Description of the task - Scale the stretch from the line containing "Warehouse picking: mark the black hydraulic" through the end of the items. Copy every line, with all other text unchanged, and multiply each coordinate in the answers by 1.6, rounding to whole numbers with halves rounded up.

Working data -
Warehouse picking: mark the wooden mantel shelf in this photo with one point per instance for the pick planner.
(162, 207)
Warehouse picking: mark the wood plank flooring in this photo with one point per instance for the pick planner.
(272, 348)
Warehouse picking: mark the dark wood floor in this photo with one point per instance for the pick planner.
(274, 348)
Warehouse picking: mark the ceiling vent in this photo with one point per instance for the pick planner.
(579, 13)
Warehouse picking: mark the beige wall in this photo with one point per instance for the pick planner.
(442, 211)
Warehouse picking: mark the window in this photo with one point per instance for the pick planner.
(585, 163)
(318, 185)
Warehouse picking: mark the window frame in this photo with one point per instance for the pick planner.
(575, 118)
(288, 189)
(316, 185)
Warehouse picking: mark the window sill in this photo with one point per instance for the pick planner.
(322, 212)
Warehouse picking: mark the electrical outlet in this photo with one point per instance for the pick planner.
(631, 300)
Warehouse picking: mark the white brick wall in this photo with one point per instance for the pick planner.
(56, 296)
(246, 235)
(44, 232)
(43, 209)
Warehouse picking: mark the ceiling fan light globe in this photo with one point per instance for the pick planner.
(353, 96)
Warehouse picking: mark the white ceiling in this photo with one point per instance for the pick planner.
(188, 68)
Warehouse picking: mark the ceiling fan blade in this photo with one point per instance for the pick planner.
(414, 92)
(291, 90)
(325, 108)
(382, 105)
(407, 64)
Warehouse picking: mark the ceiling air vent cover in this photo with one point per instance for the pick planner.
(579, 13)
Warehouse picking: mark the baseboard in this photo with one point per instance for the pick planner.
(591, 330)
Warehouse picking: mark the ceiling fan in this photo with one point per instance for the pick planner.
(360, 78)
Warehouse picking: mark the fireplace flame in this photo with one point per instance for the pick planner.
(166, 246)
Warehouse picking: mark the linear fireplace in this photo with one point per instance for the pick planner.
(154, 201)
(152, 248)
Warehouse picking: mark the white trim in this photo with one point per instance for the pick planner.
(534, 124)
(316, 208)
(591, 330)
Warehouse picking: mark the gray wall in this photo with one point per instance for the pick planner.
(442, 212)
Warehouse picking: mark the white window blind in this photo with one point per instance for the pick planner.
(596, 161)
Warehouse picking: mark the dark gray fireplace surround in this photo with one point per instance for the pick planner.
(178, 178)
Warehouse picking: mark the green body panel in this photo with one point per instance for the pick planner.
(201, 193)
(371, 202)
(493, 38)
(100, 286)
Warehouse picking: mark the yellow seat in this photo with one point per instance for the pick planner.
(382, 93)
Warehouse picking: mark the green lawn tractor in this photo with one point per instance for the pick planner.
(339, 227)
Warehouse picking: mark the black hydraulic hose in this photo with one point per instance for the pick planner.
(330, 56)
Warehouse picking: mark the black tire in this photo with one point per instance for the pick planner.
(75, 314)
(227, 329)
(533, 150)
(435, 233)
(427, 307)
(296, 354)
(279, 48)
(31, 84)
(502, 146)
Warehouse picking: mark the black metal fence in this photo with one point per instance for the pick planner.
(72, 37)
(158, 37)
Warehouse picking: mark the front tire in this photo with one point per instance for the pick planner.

Response for this exercise -
Warehouse picking: mark the black hydraulic hose in this photo with one point per instance for the pick planner.
(528, 90)
Warehouse picking: mark the black tire in this photo with one point per instance for the pick planner.
(120, 502)
(363, 526)
(853, 240)
(696, 373)
(683, 491)
(474, 566)
(446, 77)
(50, 134)
(803, 234)
Warehouse picking: mark the black metal fence in this photo with one point per instance for the pick planner.
(115, 59)
(253, 59)
Warehouse picking: mark the front tire in this photo with one point per instance for the pick planner.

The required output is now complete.